> _Listed records_

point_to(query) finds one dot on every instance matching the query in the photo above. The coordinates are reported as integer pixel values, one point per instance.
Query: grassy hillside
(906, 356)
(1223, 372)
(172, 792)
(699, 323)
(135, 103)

> _Task requirements_
Update the items by replacing "grassy hillside" with "rocky slope" and leaving every other word unchanged.

> _Written answer_
point_to(query) finds one dot on every instance matching the query in the photo above. The coordinates are reported as integer pixel values, one point per instance.
Query: rocky slope
(906, 356)
(1223, 372)
(172, 792)
(699, 323)
(135, 103)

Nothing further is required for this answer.